Data extract ::
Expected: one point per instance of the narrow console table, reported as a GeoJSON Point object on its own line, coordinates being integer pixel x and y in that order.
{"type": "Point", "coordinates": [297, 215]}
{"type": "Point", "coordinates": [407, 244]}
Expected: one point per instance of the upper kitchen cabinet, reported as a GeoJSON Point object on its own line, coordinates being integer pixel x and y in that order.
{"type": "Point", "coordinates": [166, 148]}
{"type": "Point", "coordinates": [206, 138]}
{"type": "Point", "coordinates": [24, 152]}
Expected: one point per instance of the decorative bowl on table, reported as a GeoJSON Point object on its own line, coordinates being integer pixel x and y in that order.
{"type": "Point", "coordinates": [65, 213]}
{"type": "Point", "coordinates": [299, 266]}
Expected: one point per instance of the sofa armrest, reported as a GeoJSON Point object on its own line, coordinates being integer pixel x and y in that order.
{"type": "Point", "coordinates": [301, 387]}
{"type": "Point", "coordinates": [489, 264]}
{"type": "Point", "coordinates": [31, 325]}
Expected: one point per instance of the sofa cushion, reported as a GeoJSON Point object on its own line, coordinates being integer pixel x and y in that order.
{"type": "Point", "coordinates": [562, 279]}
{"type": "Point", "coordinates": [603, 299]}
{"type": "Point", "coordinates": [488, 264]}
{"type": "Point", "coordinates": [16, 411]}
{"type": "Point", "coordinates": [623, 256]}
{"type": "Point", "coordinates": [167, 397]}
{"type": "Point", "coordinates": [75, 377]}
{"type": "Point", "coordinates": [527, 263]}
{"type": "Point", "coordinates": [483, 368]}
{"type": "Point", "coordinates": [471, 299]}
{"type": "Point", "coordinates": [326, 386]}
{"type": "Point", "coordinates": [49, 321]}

Task description ::
Rewrite all the entries above, replacing "integer pixel" with "whole-number pixel" wherever it occurs and keeping everything else unchanged.

Completed exercise ::
Expected: one point per instance of the narrow console table, reported as a GeoJSON Point object on its own line, coordinates being whole-number pixel x and y in that order.
{"type": "Point", "coordinates": [297, 215]}
{"type": "Point", "coordinates": [407, 244]}
Expected: one point per instance of the upper kitchen cabinet, reported as a GeoJSON Point object on its own line, coordinates being whole-number pixel x and y in that order.
{"type": "Point", "coordinates": [166, 148]}
{"type": "Point", "coordinates": [206, 138]}
{"type": "Point", "coordinates": [24, 152]}
Expected: one point per instance of the decorative bowl on table, reported as a GeoJSON Point object on its own line, coordinates being whole-number pixel x and y in that order.
{"type": "Point", "coordinates": [65, 213]}
{"type": "Point", "coordinates": [299, 266]}
Expected: one point per instance of the sofa armrest, reported as a GeoJSON Point object on its own line, coordinates being whole-number pixel x and y in that order.
{"type": "Point", "coordinates": [301, 387]}
{"type": "Point", "coordinates": [489, 264]}
{"type": "Point", "coordinates": [31, 325]}
Expected: one point per instance of the sofa cushion, reported as a GeoJSON Point object on its own line, coordinates being whole-number pixel x and y in that order.
{"type": "Point", "coordinates": [562, 279]}
{"type": "Point", "coordinates": [603, 299]}
{"type": "Point", "coordinates": [488, 264]}
{"type": "Point", "coordinates": [16, 411]}
{"type": "Point", "coordinates": [623, 256]}
{"type": "Point", "coordinates": [167, 397]}
{"type": "Point", "coordinates": [75, 377]}
{"type": "Point", "coordinates": [527, 263]}
{"type": "Point", "coordinates": [483, 368]}
{"type": "Point", "coordinates": [471, 299]}
{"type": "Point", "coordinates": [326, 386]}
{"type": "Point", "coordinates": [49, 321]}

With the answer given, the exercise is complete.